PROMPT –
Scan the records for the string "below" and state how many lines contain it, using the number alone.
*** Opening of ENTRIES PROVIDED ***
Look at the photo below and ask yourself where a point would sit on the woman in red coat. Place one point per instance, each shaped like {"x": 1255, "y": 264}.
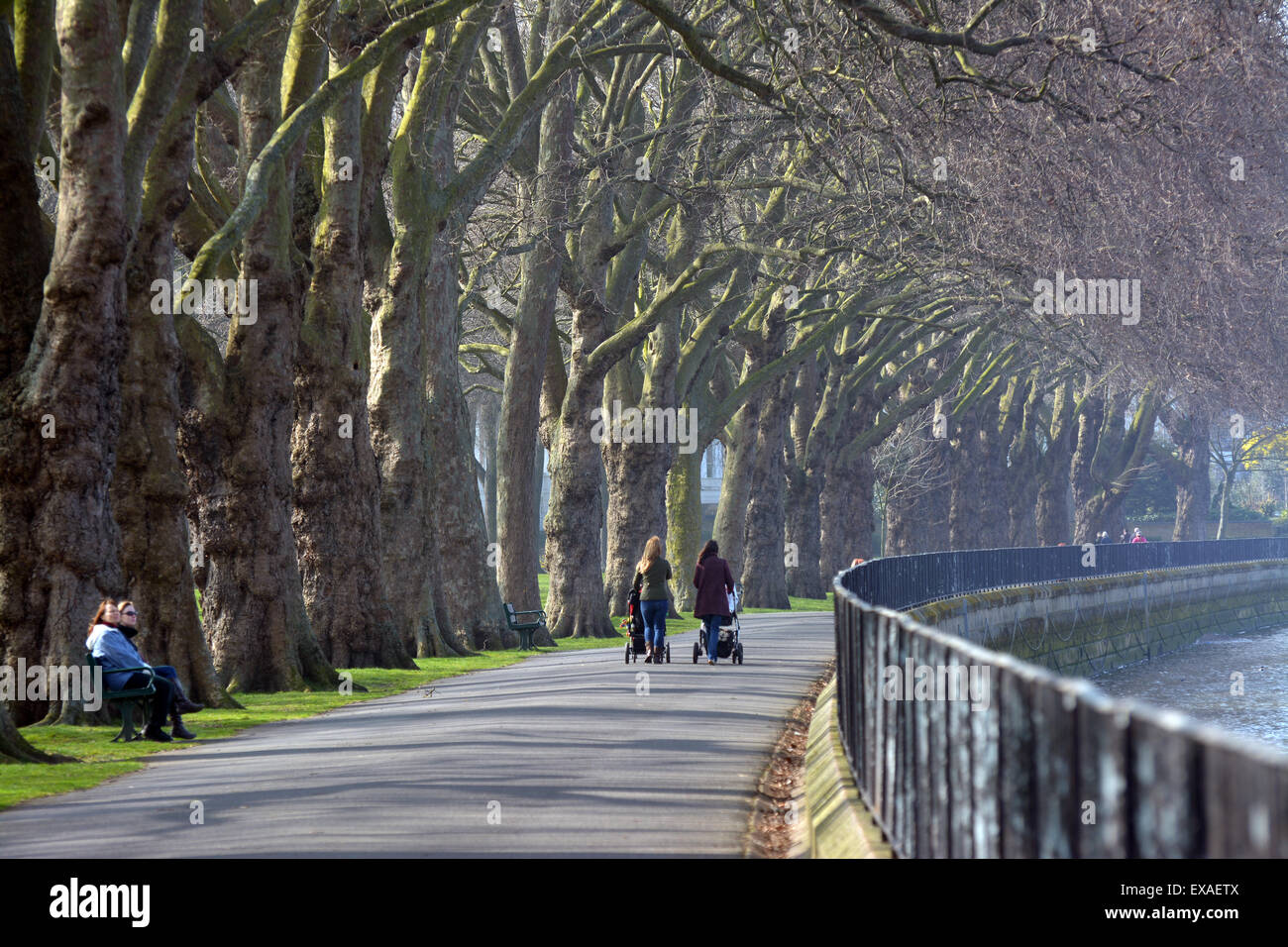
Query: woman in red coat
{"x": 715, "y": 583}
*** Close of ENTRIES PROVIDED ***
*** Opening of ENTRIES PROVIDED ***
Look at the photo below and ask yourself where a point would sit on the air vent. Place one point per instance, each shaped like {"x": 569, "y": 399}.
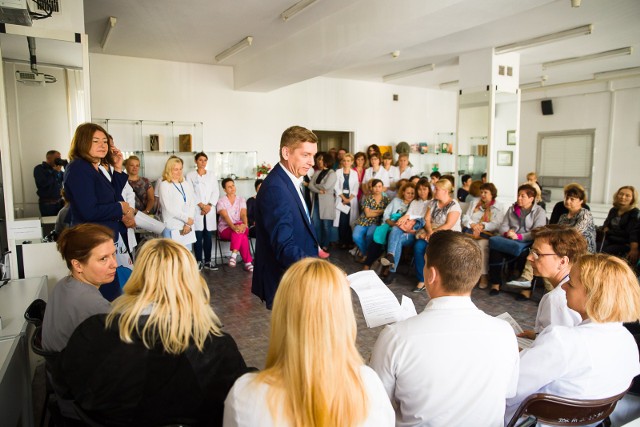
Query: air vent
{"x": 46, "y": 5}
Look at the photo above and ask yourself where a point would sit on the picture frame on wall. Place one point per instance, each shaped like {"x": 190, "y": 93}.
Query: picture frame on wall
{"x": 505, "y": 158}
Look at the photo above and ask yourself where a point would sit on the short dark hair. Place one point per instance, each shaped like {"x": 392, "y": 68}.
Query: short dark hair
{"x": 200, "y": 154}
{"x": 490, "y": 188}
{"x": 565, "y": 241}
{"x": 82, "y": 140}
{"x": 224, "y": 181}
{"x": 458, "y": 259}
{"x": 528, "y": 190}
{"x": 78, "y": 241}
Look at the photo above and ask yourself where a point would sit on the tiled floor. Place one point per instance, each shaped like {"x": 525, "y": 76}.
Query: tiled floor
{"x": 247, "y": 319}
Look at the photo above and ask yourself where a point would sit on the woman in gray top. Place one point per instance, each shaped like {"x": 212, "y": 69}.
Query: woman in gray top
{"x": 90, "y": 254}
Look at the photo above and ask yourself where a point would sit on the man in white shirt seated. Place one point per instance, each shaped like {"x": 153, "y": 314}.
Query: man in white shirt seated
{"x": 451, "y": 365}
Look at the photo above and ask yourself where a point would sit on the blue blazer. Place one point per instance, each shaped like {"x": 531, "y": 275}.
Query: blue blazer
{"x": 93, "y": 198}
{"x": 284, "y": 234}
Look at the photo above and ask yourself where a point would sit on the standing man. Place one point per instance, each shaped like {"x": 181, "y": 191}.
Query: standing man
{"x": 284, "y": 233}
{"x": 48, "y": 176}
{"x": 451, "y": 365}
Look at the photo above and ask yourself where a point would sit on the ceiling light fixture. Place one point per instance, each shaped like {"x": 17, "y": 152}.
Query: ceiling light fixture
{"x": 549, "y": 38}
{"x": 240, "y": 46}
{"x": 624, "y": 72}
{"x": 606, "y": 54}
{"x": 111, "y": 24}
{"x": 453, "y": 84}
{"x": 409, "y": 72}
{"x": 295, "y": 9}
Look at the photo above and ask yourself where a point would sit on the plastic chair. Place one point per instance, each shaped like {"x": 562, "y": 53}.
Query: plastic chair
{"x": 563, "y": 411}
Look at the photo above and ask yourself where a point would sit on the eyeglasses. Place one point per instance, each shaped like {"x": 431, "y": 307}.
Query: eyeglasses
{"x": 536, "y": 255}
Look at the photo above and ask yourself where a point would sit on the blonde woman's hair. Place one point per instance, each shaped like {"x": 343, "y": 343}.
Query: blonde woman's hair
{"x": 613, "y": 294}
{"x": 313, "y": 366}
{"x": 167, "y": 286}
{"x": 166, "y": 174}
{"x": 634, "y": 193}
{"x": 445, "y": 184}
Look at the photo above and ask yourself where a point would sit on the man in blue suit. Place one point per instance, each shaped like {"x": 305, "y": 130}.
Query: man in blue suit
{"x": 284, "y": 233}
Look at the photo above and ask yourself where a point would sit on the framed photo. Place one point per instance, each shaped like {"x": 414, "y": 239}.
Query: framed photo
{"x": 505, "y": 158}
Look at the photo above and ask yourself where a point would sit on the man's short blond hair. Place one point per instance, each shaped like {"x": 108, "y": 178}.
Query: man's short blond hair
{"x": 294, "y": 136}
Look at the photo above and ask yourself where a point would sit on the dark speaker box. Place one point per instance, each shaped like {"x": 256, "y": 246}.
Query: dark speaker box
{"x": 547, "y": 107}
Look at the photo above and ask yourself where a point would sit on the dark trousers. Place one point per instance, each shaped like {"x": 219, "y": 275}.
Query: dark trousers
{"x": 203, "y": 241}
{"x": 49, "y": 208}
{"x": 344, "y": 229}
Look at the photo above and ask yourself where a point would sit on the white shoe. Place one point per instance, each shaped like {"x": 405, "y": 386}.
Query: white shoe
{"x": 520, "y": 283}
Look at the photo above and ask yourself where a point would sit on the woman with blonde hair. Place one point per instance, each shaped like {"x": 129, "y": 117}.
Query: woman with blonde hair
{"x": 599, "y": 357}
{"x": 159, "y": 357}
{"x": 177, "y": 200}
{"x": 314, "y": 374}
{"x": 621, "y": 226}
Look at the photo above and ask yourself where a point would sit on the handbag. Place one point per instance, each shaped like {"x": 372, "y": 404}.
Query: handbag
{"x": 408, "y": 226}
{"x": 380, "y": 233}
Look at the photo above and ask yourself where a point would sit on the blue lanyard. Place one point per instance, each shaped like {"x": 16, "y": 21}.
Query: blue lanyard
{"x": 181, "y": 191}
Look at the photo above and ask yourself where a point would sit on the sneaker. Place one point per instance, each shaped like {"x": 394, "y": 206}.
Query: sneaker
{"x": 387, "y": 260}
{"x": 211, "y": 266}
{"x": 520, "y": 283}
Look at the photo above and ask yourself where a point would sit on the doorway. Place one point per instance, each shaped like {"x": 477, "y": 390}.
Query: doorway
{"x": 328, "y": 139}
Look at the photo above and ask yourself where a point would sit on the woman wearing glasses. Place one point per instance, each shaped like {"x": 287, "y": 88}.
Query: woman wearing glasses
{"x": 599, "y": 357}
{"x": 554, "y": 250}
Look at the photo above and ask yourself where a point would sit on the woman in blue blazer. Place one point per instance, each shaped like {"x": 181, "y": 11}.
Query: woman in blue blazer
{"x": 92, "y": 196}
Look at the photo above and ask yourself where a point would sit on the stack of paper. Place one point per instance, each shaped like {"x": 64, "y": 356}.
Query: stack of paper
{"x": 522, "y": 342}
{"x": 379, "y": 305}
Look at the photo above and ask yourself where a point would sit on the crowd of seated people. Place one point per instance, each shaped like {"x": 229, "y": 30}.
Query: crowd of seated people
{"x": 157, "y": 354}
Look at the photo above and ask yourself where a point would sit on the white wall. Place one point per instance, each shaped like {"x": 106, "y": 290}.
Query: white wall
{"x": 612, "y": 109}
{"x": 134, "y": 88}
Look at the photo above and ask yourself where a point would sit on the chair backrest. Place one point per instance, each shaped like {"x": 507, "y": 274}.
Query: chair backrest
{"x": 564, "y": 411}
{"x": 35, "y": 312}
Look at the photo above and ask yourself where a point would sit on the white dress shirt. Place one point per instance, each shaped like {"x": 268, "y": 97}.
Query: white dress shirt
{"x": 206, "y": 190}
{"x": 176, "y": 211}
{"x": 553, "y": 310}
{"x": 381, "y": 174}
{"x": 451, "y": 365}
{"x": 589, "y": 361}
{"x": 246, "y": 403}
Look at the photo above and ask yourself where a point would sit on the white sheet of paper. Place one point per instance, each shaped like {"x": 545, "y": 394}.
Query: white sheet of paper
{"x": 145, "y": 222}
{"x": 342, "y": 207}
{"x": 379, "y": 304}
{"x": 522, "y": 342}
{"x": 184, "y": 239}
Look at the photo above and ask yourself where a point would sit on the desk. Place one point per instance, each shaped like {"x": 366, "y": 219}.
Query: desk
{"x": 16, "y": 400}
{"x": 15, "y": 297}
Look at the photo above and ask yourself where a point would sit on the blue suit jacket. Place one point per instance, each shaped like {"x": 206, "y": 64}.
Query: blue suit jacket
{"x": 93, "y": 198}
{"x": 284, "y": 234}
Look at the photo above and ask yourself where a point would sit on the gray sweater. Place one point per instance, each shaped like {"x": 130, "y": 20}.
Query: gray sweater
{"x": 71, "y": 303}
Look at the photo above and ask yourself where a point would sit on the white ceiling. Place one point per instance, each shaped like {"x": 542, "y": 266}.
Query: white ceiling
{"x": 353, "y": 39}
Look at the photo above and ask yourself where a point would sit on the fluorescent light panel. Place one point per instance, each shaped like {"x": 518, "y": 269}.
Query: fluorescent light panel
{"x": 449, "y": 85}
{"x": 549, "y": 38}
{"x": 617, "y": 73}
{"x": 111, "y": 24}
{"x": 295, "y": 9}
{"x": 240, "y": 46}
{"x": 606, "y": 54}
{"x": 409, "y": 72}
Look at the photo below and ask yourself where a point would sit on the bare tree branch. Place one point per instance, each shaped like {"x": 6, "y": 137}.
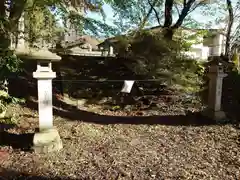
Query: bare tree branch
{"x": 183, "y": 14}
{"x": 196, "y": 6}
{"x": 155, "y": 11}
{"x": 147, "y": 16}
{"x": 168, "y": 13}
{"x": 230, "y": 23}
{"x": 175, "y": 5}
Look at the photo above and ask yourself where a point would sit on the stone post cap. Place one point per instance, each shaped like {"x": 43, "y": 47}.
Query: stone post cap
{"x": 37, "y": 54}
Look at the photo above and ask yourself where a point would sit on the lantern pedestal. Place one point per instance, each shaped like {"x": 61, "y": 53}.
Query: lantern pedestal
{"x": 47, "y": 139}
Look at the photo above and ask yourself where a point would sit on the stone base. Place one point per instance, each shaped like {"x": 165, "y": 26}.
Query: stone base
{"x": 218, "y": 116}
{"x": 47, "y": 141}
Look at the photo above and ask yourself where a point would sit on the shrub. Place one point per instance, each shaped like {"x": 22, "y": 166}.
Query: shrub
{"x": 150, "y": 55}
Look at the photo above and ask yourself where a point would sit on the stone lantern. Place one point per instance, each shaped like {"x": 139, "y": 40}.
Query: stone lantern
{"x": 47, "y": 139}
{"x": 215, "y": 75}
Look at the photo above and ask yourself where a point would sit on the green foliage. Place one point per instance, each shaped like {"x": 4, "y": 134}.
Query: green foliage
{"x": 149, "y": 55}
*** Close of ENTRIES PROVIDED ***
*** Opening of ENTRIES PROVIDED ***
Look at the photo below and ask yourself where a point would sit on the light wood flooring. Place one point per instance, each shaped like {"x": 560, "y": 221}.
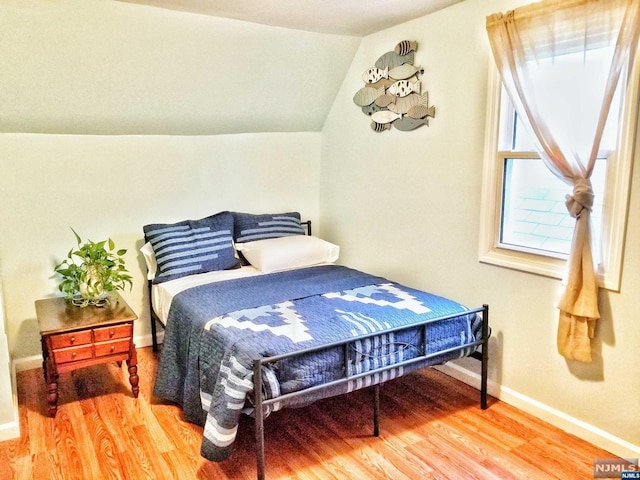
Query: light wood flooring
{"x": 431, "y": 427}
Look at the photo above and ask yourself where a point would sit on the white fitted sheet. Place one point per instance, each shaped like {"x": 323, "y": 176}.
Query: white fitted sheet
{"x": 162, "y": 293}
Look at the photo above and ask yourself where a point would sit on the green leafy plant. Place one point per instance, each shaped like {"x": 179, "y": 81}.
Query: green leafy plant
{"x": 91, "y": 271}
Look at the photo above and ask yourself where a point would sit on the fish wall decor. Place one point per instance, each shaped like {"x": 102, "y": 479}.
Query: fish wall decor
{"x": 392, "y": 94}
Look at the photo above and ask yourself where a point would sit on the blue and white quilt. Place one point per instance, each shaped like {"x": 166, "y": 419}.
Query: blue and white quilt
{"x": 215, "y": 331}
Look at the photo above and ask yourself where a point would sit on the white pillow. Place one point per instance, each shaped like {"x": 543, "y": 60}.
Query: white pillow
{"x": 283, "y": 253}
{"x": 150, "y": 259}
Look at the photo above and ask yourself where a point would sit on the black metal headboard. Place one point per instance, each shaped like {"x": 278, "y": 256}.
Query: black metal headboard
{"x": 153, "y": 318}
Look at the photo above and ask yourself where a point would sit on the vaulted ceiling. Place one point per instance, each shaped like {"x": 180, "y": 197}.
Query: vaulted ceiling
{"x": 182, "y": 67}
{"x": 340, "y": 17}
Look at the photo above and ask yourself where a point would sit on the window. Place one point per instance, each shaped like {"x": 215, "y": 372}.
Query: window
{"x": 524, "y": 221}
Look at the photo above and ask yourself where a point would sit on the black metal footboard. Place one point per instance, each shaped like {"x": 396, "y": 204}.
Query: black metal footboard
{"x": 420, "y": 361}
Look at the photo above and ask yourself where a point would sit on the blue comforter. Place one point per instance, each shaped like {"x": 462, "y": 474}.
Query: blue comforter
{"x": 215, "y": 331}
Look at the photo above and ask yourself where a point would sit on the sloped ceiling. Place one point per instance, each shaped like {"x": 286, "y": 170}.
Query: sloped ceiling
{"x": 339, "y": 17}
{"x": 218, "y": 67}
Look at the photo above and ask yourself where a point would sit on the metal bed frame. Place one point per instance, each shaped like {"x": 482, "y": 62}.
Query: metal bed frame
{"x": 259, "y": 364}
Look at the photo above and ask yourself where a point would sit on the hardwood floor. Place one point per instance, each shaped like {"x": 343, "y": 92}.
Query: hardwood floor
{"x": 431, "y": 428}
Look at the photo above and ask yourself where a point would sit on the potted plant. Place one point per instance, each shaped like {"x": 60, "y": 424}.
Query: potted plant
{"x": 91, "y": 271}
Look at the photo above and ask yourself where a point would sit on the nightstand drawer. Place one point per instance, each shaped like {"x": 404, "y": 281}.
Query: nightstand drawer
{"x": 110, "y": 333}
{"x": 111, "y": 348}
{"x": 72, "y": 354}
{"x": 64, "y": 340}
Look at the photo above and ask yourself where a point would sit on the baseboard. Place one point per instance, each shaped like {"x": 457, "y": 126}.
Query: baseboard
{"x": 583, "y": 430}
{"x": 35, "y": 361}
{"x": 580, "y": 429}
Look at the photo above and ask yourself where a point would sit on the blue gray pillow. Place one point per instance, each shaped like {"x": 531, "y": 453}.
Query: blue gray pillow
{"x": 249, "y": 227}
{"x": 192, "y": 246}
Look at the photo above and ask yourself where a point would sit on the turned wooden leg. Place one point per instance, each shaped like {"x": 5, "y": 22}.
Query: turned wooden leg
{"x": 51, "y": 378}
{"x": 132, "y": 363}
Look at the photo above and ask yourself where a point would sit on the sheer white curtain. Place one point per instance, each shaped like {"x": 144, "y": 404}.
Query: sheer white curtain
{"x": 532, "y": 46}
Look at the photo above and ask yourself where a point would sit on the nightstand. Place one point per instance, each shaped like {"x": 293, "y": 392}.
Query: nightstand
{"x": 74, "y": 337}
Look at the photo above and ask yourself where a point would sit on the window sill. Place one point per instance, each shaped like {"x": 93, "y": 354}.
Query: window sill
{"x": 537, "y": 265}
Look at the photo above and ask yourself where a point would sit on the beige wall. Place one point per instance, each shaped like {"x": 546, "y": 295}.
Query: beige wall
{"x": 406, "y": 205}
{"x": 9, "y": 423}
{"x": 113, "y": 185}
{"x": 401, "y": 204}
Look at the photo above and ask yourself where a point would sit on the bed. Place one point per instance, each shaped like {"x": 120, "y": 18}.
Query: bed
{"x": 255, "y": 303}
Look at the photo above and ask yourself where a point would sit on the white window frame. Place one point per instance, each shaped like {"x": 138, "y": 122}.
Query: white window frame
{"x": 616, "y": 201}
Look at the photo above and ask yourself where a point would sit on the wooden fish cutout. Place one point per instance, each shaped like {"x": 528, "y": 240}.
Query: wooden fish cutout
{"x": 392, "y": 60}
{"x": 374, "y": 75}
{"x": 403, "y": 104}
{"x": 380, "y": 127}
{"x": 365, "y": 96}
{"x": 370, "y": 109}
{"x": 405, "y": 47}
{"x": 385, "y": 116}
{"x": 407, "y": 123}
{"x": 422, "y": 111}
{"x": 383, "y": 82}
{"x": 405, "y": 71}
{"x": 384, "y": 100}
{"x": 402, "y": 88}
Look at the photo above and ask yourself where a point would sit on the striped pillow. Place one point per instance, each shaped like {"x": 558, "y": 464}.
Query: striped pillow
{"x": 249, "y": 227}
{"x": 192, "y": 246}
*** Close of ENTRIES PROVIDED ***
OUTPUT –
4